**Work request:** Copy every record below exactly as it stands.

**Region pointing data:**
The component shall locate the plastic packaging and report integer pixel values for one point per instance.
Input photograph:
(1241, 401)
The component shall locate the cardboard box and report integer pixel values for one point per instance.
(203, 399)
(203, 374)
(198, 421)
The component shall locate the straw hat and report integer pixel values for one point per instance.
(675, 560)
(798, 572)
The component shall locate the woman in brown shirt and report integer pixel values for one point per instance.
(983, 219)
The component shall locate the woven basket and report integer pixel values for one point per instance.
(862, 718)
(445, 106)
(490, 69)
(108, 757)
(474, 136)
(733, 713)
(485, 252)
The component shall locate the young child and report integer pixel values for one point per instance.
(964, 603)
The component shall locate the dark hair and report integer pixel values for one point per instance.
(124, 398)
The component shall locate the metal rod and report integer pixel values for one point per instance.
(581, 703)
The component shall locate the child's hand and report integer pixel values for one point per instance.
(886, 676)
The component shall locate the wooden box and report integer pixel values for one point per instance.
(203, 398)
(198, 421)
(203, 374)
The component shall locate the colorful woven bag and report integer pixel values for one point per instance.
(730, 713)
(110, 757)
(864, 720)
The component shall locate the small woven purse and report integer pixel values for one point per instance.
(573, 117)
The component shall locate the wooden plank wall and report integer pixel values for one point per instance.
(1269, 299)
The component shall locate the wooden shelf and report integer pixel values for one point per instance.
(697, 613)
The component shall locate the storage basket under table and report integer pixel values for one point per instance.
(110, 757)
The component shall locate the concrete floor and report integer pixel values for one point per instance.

**Exercise response:**
The component shall locate the plastic packaging and report integer pixel values for one point per instance.
Input photograph:
(1241, 401)
The component shall locate the cardboard box and report integer pixel values for one point per instance.
(203, 399)
(203, 374)
(198, 421)
The component shall locate the straw hat and report integer pixel values for one point per instance.
(675, 560)
(798, 572)
The component shall locate the woman in brown shirt and report integer pixel values for one point per instance.
(983, 219)
The component shall locate the woven basket and report integer pixel values for one point per instance.
(862, 718)
(445, 106)
(490, 69)
(108, 757)
(474, 136)
(733, 713)
(485, 252)
The component shall locate the young child and report integer pixel values for one point per instance.
(964, 603)
The component shall locate the dark hair and report integer pixel values for one point per instance.
(124, 398)
The component shall locate the metal rod and report integer pixel values for one point per instance.
(581, 703)
The component shall locate the child's hand and report integer pixel values for one point per instance.
(886, 676)
The component shall locate the wooden box and report integer pixel values for one point per instance.
(203, 398)
(198, 421)
(203, 374)
The component shall locate the colorful woven bag and report integer pixel values for one point per instance.
(730, 713)
(110, 757)
(864, 720)
The component shall locate the small woven purse and report integer pixel values for one point per instance.
(573, 117)
The component shall locate the wooden plank wall and report integer pixel values for one point per instance.
(1269, 299)
The component shall locate the wooden shelf and report integer pixel values for one point per instance.
(697, 613)
The component shall locate the storage basket under table and report integer pixel values for one point per instance.
(110, 757)
The component shall locate the concrete floor and report integer pixel values for one point per instance.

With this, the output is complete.